**DATASET RECORDS**
========================================
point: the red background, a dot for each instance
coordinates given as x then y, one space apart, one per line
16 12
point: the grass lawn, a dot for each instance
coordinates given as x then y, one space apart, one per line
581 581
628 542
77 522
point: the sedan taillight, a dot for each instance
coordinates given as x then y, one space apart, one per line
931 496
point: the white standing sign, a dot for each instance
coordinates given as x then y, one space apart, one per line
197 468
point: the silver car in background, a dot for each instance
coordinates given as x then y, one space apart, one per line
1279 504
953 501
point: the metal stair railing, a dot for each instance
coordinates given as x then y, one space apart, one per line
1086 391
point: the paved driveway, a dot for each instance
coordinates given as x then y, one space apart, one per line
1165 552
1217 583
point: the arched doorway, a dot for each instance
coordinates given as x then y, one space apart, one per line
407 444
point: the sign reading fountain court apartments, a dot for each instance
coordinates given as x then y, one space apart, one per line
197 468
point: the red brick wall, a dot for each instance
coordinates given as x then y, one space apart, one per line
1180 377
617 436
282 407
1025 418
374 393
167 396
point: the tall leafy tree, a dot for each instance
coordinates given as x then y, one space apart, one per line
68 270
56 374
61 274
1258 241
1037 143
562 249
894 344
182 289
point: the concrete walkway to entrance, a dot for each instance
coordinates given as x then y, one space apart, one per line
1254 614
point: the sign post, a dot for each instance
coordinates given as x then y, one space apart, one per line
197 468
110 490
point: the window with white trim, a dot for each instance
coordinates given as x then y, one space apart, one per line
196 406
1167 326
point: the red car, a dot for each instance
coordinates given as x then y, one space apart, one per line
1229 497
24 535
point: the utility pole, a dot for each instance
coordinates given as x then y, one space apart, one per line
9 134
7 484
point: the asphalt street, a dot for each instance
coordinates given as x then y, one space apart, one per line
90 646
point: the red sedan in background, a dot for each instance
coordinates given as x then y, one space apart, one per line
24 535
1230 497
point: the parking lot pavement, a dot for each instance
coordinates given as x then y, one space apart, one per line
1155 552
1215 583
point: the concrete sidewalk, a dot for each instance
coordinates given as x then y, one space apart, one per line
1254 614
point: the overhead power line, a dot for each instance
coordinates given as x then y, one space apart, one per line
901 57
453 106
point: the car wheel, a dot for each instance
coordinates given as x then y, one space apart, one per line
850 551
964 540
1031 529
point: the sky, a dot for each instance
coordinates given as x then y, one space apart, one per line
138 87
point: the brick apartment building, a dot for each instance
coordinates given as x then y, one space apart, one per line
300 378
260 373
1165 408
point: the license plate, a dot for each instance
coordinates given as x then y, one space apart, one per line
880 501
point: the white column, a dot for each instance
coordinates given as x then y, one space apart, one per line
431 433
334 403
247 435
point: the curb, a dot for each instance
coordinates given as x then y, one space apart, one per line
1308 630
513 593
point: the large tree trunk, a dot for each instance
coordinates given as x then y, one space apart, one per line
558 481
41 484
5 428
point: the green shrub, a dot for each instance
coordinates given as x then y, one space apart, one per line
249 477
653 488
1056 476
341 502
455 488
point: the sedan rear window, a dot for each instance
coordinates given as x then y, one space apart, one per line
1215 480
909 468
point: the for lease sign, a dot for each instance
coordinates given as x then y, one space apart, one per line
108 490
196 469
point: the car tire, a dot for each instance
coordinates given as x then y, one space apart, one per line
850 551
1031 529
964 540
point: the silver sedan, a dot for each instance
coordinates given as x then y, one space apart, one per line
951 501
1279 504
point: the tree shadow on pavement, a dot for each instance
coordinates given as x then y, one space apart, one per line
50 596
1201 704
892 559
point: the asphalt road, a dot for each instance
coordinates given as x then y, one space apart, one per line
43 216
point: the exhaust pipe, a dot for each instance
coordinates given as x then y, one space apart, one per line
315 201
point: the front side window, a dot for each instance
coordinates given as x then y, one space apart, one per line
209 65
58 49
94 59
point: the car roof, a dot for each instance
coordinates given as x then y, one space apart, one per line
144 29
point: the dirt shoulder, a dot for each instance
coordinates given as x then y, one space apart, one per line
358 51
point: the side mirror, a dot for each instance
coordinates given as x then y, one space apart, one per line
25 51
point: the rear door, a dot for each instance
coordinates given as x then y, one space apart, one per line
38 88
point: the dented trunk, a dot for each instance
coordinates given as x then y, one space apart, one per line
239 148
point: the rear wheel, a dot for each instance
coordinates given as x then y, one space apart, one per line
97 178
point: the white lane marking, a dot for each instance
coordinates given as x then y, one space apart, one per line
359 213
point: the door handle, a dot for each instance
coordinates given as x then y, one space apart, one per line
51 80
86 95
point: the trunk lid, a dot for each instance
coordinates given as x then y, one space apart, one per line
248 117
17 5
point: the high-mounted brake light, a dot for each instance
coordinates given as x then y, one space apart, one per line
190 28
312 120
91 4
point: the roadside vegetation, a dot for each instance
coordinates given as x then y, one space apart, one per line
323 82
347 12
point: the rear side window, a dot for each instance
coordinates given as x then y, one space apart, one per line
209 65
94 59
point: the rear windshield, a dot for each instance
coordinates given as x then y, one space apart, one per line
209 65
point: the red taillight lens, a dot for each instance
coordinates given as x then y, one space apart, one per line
========================================
**TASK DESCRIPTION**
In the records above, find every line that contains the word "pavement" and copy it.

**REPLY**
point: the parking lot pavement, a dot for each instance
point: the tree shadow on pavement, a dot for each instance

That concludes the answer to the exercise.